WRITTEN TASK A: Retype the passage of the mailing-list message on mlock inheritance starting at "On Wed, 03 Dec" and ending at "def_flags] across fork()".
WRITTEN TASK B: In the mailing-list message on mlock inheritance, who suggested reworking the vetting of the flags argument?

SOURCE EXTRACT:
From: Andrew Morton <akpm@linux-foundation.org>
To: Lee Schermerhorn <Lee.Schermerhorn@hp.com>
Cc: linux-mm@kvack.org, linux-kernel <linux-kernel@vger.kernel.org>,
riel@redhat.com, hugh@veritas.com,
kosaki.motohiro@jp.fujitsu.com, linux-abi@vger.kernel.org
Subject: Re: [PATCH] - support inheritance of mlocks across fork/exec V2
Date: Sat, 6 Dec 2008 22:07:29 -0800 [thread overview]
Message-ID: <20081206220729.042a926e.akpm@linux-foundation.org> (raw)
In-Reply-To: <1228331069.6693.73.camel@lts-notebook>
(cc linux-abi. Again.)
On Wed, 03 Dec 2008 14:04:29 -0500 Lee Schermerhorn <Lee.Schermerhorn@hp.com> wrote:
>
>
> Against; 2.6.28-rc7-mmotm-081203
>
> V02: rework vetting of flags argument as suggested by
> Kosaki Motohiro.
> enhance description as requested by Andrew Morton.
>
> Add support for mlockall(MCL_INHERIT|MCL_RECURSIVE):
>
> MCL_CURRENT[|MCL_FUTURE]|MCL_INHERIT - inherit memory locks
> [vmas' VM_LOCKED flags] across fork(), and inherit
> MCL_FUTURE behavior [mm's def_flags] across fork()
> and exec(). Behaves as if child and/or new task
> called mlockall(MCL_CURRENT|MCL_FUTURE) as first
> instruction.

GIVEN INFORMATION:
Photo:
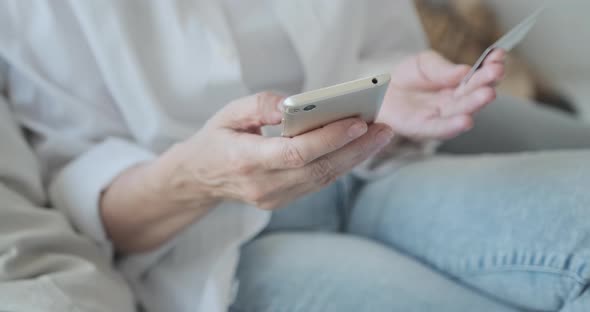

CORRECT OUTPUT A:
On Wed, 03 Dec 2008 14:04:29 -0500 Lee Schermerhorn <Lee.Schermerhorn@hp.com> wrote:
>
>
> Against; 2.6.28-rc7-mmotm-081203
>
> V02: rework vetting of flags argument as suggested by
> Kosaki Motohiro.
> enhance description as requested by Andrew Morton.
>
> Add support for mlockall(MCL_INHERIT|MCL_RECURSIVE):
>
> MCL_CURRENT[|MCL_FUTURE]|MCL_INHERIT - inherit memory locks
> [vmas' VM_LOCKED flags] across fork(), and inherit
> MCL_FUTURE behavior [mm's def_flags] across fork()

CORRECT OUTPUT B: Kosaki Motohiro